Material for this task:
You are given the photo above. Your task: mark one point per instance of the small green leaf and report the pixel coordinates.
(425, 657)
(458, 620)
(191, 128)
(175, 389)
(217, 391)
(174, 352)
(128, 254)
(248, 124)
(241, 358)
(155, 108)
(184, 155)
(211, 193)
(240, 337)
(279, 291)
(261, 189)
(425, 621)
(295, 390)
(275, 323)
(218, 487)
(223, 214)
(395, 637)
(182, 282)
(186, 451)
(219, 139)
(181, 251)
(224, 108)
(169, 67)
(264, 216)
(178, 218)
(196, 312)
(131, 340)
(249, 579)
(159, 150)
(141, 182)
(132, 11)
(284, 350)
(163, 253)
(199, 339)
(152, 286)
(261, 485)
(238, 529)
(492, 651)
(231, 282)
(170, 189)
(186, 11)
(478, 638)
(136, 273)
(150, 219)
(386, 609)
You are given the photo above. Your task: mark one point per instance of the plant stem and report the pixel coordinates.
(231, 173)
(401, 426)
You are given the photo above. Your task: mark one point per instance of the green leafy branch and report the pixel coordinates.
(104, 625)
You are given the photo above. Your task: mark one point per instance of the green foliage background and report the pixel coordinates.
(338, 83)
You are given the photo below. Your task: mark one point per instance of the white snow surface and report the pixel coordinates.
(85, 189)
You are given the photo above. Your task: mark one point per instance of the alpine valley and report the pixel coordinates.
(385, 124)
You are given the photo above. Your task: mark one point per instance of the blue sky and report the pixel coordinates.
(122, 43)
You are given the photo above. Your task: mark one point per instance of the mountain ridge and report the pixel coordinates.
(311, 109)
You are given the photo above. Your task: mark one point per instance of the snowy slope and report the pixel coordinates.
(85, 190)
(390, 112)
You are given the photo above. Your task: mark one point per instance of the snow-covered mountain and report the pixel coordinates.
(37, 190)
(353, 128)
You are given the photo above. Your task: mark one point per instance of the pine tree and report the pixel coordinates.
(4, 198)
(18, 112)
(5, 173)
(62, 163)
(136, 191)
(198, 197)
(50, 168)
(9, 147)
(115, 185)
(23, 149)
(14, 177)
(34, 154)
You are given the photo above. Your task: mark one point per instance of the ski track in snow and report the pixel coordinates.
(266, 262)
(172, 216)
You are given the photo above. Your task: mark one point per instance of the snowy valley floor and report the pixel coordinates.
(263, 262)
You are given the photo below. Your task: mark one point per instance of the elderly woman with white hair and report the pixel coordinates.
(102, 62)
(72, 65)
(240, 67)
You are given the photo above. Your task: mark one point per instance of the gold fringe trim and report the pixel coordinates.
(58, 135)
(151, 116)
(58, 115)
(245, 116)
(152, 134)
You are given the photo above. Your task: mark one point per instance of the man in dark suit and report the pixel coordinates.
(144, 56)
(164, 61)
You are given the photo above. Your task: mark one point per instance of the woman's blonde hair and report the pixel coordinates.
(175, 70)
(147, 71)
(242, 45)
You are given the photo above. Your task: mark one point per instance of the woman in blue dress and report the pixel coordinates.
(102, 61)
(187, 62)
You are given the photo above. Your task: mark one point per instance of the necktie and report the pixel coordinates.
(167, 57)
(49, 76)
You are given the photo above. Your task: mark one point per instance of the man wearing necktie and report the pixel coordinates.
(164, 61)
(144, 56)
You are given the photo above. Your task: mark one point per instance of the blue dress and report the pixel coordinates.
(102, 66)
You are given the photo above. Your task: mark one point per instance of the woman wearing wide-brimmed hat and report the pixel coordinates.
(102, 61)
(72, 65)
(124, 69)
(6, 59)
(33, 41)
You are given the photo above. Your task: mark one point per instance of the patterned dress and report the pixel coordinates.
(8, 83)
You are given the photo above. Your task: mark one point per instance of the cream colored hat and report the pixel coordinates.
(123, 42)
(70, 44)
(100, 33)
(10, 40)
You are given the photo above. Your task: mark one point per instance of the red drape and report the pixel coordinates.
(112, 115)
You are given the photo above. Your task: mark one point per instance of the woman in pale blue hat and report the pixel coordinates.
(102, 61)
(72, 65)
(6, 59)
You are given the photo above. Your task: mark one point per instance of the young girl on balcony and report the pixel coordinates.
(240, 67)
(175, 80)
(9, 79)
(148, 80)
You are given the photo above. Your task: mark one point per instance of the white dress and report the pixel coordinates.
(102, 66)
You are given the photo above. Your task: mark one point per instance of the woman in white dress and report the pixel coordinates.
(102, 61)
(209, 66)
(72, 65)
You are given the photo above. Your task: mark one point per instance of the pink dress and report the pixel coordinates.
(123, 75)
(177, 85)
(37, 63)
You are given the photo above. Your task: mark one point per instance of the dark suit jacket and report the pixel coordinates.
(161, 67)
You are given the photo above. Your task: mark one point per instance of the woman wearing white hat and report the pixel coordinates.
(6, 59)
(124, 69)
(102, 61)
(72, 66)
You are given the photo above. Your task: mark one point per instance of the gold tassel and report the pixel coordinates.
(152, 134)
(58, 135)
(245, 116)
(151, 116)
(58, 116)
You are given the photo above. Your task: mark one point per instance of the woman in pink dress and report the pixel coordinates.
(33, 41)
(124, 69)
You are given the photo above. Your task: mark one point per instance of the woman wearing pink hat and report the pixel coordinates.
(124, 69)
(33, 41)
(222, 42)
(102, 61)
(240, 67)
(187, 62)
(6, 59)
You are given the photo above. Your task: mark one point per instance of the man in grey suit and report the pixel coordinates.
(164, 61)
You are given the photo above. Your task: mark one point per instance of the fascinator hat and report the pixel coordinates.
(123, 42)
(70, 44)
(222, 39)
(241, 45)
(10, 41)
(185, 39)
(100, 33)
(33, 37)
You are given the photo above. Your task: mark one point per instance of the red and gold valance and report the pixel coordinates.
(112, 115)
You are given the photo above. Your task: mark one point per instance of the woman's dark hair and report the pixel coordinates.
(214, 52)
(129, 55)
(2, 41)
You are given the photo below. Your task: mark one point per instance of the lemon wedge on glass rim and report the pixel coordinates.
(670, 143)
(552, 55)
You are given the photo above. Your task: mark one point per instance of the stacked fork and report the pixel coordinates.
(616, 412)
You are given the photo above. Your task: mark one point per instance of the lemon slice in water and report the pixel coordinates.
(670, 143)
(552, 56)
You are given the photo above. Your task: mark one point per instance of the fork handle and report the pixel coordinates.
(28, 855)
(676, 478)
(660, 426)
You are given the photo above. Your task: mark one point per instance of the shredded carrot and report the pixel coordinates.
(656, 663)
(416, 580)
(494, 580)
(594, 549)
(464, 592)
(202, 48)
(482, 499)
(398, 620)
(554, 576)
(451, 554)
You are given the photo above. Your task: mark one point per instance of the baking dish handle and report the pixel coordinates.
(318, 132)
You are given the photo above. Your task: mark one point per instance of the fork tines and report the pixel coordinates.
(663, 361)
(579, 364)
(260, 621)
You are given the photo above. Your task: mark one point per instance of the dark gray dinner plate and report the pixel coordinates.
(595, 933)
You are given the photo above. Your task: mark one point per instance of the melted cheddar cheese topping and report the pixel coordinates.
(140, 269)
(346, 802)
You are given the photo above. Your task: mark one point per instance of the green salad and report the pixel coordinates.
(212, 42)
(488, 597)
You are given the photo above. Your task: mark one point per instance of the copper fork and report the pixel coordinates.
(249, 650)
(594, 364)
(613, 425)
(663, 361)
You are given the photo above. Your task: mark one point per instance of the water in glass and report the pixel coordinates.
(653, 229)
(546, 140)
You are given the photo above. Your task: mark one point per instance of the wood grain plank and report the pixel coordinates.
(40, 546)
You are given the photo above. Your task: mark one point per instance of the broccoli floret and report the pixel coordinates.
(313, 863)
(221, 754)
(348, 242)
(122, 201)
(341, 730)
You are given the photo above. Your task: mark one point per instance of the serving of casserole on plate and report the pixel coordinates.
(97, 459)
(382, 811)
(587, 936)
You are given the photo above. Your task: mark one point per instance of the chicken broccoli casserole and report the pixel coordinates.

What you have to do: Repeat word for word each line from the one with "tines and report the pixel coordinates." to the end of the records above, inclusive.

Completed task:
You are given the photo above. Your task: mark one point per instance of the fork tines and report the pixel coordinates.
(663, 361)
(579, 364)
(260, 621)
You are given the photo above. Your task: mark one point per instance of the dark gray dinner plate and report the pixel coordinates.
(595, 933)
You are given the photo above. Your task: mark one point per instance of the melted cheddar cheese topping and report the pixel coordinates.
(140, 269)
(346, 802)
You are given the photo above. Your task: mark one point per instance of the green salad and report the pixel coordinates.
(212, 42)
(488, 597)
You are given the photo above. Your task: mark one point per instance of the copper fork and report the pixel coordinates.
(249, 650)
(594, 364)
(613, 425)
(663, 361)
You are given the photo above. Your task: mark one point per instance of the water in glass and report the pixel coordinates.
(653, 229)
(546, 140)
You are given the photo above. Your task: mark one point per instance of the wood grain plank and report the pixel coordinates.
(40, 546)
You are given the photo above. Your task: mark one point per instance of the broccoli floret and report the pixel coordinates.
(313, 863)
(221, 754)
(348, 242)
(122, 201)
(341, 730)
You are given the photo above. Your task: mark one point per instance of the serving of casserole on plate and report the pixel coordinates.
(97, 459)
(382, 811)
(587, 936)
You are given the photo above. Your task: mark one point per instance of the chicken broccoli casserole and report the pixel coordinates.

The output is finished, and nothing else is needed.